In practice, events rarely arrive in strict timestamp order. A mobile device might batch events offline and upload them minutes later. A network partition might delay events from one region. A retry mechanism might resubmit events that were temporarily rejected. The watermark must account for this disorder by including a bounded-out-of-orderness allowance — essentially declaring, “I expect events to arrive at most 5 seconds late.”

// Allow up to 5 seconds of late data
WatermarkStrategy
    .<Event>forBoundedOutOfOrderness(Duration.ofSeconds(5))
    .withTimestampAssigner((event, timestamp) -> event.getTimestamp());

// Monotonously increasing timestamps (no late data expected)
WatermarkStrategy
    .<Event>forMonotonousTimestamps()
    .withTimestampAssigner((event, timestamp) -> event.getTimestamp());

The bounded-out-of-orderness parameter represents a tradeoff. A larger allowance produces more accurate results (fewer events classified as late and dropped) but increases latency (windows fire later). A smaller allowance fires windows sooner but risks missing late-arriving events. Choosing the right value requires understanding your data’s actual arrival patterns — instrument your pipeline, measure the distribution of event-time minus ingestion-time across your events, and set the bound to cover an acceptable percentile (for example, 99th percentile, accepting that 1% of events will arrive too late).

Allowed Lateness and Side Outputs

What happens to events that arrive after the watermark has passed the end of their window? By default, Flink drops them. But you can configure allowed lateness, a period after the watermark during which late events are still accepted into the correct window. When a late event arrives, Flink updates the window’s state and re-emits the updated result.

For events that arrive after the allowed lateness period, Flink provides side outputs. A side output is a separate output stream that receives events that did not match the main pipeline’s criteria. You can route late events to a side output, log them, and replay them later as a correction batch — this is how streaming systems achieve eventual correctness even when individual events arrive extremely late.

The decision of how much allowed lateness to configure is deeply workload-dependent. A payments fraud detection system might accept zero allowed lateness because a transaction that arrives 10 minutes late is no longer actionable — the fraud already happened. A daily analytics pipeline might accept an hour of allowed lateness because the dashboard updates hourly anyway, and catching 99.9% of events is more important than shaving a few minutes off result emission. The choice shapes your resource consumption as well: Flink must retain window state for the entire allowed-lateness duration after the watermark passes, which means more disk and memory for windows that stay open longer. If your windows are large and your allowed lateness is long, the retained state can become substantial enough to affect checkpoint size and duration.

Windows — Slicing Unbounded Data into Finite Chunks

Window Types

Windows impose finite boundaries on unbounded streams so that aggregations can produce results periodically rather than waiting forever.

########

■ Short problem 1 ■
Answer these questions from the passage on late events in Flink:
(a) By default, what does Flink do with events that arrive after the watermark has passed the end of their window?
(b) What example percentile does the passage give for setting the bounded-out-of-orderness value?
(c) How much allowed lateness might a daily analytics pipeline accept?
■ Short problem 2 ■
Reproduce the part of the passage on late events in Flink starting at "Allowed Lateness and" and ending at "the updated result.".
The lines that follow have no connection to the passage on late events in Flink.

■ Provided data ■
########

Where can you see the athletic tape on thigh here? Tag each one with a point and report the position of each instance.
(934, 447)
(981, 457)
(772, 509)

########

■ Exercise solution 1 ■
(a) It drops them.
(b) The 99th percentile.
(c) An hour.

■ Exercise solution 2 ■
Allowed Lateness and Side Outputs

What happens to events that arrive after the watermark has passed the end of their window? By default, Flink drops them. But you can configure allowed lateness, a period after the watermark during which late events are still accepted into the correct window. When a late event arrives, Flink updates the window’s state and re-emits the updated result.